### TASK PROMPT
The entries that follow need to be retyped verbatim.

(Stored data entries)

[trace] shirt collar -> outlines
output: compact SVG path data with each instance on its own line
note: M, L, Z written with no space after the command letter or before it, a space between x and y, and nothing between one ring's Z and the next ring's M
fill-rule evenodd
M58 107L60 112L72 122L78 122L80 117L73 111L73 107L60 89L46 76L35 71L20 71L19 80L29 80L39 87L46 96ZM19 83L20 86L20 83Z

### RESPONSE TO THIS TASK
[trace] shirt collar -> outlines
output: compact SVG path data with each instance on its own line
note: M, L, Z written with no space after the command letter or before it, a space between x and y, and nothing between one ring's Z and the next ring's M
fill-rule evenodd
M58 107L60 112L72 122L78 122L80 117L73 111L73 107L60 89L46 76L35 71L20 71L19 80L29 80L39 87L46 96ZM19 83L20 86L20 83Z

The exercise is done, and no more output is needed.